[Dataset extracts with box labels]
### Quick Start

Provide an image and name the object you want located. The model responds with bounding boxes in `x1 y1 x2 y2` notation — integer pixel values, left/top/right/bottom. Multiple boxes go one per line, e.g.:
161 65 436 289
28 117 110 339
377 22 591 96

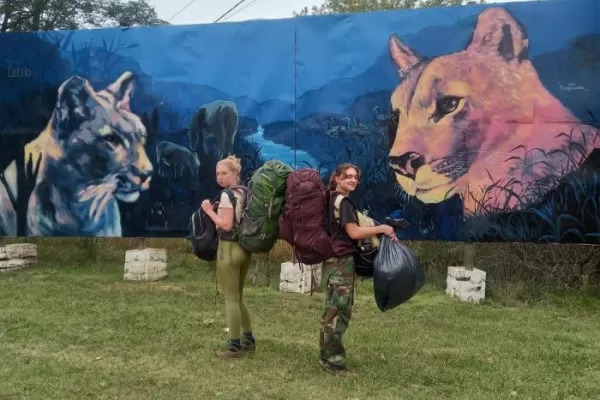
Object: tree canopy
0 0 167 32
294 0 485 16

* [AIM OF THE TASK]: Extract all the text lines from the items above verbatim, leaving the pictures out of your answer.

* [RESPONSE]:
### Quick Start

Provide an image and name the object you want located. The model responds with bounding boxes in `x1 y1 x2 y2` notation — integer pixel values, left/top/right/bottom. Multiple boxes go one per line, e.g.:
161 65 436 289
28 117 110 339
377 22 591 96

Object: tree canopy
0 0 167 32
294 0 485 16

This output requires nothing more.